• **Data in this exercise**

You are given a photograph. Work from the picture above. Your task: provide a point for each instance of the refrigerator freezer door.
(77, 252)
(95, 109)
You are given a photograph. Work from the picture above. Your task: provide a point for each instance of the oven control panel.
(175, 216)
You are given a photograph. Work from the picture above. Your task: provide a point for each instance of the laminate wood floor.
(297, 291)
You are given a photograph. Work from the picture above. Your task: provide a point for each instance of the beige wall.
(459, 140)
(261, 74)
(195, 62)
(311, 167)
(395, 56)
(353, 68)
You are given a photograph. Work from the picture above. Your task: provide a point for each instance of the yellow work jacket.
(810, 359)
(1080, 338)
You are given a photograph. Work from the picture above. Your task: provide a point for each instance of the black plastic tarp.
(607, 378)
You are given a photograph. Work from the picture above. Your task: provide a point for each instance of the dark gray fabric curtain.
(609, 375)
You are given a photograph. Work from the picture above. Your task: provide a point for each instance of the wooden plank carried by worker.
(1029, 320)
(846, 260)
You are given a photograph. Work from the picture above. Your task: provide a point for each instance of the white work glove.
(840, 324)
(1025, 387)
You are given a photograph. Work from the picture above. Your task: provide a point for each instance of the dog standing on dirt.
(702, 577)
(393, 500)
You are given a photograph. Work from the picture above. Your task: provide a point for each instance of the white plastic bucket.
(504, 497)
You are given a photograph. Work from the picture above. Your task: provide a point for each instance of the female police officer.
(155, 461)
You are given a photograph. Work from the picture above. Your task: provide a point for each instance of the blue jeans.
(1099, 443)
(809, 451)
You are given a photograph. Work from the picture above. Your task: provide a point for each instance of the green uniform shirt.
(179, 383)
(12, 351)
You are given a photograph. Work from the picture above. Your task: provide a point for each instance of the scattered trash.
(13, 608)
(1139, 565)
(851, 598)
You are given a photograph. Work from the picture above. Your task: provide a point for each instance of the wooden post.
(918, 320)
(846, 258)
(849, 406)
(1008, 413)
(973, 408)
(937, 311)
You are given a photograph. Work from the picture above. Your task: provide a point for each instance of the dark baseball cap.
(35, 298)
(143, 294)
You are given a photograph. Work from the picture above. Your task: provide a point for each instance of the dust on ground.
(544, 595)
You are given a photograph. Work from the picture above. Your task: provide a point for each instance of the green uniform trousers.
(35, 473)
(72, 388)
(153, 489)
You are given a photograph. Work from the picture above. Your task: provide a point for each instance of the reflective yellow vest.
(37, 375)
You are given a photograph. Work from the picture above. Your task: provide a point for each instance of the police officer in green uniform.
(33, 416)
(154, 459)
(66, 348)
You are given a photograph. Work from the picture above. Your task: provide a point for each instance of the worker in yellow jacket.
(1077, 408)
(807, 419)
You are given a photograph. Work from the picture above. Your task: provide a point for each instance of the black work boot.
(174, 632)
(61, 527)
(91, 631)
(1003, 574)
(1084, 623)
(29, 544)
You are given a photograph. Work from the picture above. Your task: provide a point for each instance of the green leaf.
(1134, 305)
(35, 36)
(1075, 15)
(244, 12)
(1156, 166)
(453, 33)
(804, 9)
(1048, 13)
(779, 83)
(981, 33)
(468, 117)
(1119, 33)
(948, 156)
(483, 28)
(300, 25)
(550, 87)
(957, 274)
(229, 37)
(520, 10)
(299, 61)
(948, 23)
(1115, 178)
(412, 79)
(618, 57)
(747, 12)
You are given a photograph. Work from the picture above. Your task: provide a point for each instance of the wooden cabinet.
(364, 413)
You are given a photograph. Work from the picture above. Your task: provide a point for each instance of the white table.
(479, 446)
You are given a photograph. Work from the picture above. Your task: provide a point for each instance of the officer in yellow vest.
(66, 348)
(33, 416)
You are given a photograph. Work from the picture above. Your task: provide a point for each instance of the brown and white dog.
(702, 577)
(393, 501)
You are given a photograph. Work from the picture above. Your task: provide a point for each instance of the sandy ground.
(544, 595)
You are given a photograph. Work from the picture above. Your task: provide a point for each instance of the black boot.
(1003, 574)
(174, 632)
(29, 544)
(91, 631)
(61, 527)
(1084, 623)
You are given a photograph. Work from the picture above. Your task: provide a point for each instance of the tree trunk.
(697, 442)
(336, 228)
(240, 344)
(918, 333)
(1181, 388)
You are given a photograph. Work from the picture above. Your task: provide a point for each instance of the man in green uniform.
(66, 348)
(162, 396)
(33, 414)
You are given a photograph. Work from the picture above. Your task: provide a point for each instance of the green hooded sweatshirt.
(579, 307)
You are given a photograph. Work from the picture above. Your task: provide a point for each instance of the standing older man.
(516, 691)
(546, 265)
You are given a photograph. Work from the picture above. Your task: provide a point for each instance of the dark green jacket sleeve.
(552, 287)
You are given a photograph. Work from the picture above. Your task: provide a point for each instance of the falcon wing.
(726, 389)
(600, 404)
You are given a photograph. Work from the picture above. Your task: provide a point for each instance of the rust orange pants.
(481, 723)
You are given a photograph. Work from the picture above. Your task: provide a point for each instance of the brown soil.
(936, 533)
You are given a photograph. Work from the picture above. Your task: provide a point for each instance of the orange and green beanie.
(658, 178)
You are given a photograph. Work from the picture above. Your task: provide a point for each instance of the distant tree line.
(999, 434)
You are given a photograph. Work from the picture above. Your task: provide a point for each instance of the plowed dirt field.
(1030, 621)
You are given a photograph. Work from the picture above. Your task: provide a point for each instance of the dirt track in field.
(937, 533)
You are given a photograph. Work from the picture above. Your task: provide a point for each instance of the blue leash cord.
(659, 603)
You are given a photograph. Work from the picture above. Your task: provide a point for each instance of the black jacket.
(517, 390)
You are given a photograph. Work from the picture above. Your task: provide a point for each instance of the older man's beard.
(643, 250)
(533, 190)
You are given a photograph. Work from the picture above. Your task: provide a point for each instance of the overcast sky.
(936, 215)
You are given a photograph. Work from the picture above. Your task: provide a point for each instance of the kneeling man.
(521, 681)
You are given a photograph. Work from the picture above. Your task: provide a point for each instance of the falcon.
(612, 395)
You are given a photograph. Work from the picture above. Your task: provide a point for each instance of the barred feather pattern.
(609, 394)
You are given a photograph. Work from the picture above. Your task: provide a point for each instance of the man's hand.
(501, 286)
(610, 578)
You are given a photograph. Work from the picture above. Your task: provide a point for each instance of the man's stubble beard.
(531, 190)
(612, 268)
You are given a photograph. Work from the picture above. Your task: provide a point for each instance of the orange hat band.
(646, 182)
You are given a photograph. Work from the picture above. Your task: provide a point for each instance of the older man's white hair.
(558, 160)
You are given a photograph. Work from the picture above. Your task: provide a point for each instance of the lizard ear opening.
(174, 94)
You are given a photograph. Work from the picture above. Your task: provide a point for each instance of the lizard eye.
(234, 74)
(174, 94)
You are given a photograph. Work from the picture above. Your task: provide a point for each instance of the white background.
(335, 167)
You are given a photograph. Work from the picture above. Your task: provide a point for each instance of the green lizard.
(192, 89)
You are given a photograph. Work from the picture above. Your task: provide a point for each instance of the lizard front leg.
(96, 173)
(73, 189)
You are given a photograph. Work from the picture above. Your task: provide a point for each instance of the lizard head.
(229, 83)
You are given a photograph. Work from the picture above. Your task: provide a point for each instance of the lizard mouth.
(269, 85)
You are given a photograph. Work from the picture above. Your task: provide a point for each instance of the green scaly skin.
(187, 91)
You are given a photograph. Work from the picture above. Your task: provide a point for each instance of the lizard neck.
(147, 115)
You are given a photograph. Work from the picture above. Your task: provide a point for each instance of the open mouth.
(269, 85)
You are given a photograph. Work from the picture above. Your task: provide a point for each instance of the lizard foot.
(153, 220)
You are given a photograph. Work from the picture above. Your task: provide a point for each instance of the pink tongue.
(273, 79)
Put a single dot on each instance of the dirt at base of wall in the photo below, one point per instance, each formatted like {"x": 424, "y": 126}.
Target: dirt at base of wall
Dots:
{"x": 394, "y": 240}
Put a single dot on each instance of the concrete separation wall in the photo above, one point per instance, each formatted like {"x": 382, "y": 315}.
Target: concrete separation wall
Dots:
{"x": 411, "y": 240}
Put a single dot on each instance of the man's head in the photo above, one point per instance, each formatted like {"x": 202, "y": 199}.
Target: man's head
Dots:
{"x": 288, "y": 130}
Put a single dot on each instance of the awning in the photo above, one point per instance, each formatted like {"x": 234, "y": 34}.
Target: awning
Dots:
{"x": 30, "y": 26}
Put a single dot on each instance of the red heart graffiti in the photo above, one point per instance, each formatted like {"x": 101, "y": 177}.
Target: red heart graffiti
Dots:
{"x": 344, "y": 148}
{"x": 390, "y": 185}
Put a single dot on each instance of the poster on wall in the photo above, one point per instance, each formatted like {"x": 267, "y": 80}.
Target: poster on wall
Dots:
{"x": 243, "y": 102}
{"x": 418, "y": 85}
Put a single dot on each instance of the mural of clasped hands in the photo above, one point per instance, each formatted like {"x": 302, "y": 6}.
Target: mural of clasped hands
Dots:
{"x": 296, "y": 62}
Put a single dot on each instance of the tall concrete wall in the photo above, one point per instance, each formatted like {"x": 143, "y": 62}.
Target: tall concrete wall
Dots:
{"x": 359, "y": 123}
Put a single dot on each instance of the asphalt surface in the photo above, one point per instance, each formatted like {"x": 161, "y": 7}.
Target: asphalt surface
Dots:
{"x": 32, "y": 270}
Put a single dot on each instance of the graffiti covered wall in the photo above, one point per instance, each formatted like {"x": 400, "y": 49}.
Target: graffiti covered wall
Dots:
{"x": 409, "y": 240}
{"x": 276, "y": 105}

• **Task to complete**
What belongs in the answer is each line from the listing above that contains "concrete".

• **Answer for this exercise**
Put a single dot on each instance of the concrete separation wall in the photo above, one point per instance, each formatted like {"x": 382, "y": 315}.
Target: concrete separation wall
Put a single dot on each instance of the tall concrete wall in the photo above, one point per instance, each formatted like {"x": 143, "y": 62}.
Target: tall concrete wall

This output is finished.